● DIRECTION: Keep the images out and copy every entry below exactly.

● EXTRACTED MATERIAL:
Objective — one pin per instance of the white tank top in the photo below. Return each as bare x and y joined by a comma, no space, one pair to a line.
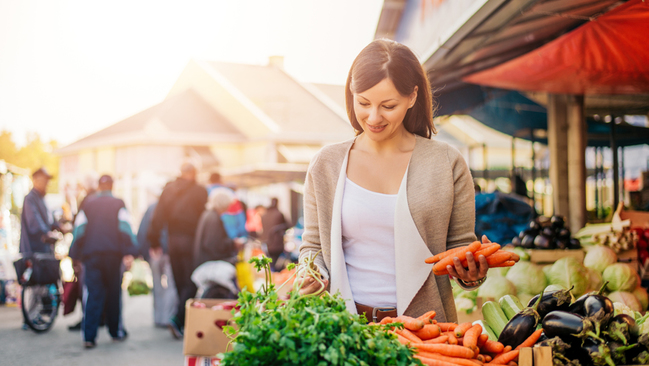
368,243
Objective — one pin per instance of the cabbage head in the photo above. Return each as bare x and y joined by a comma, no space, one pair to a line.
599,257
496,287
627,299
643,297
527,277
569,272
620,277
595,281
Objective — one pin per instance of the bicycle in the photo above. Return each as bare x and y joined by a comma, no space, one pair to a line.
40,277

● SOLUTION TO THE PROBLEM:
Objective — one pin per instance of the white tank top in the photo below. Return each as bare x and y joined by a comma, no space, one pair to a line.
368,243
Objective — one pin per instance of the cabbage head in the photo above. Return each as bare x and y joined by a comma, no space, one pair to a line.
599,257
496,287
627,299
643,297
527,277
569,272
620,277
595,281
Objective — one pin per instance of the bicycle in the photo above. Return each as bare x and y joined by a comma, no space, one pair to a line.
40,277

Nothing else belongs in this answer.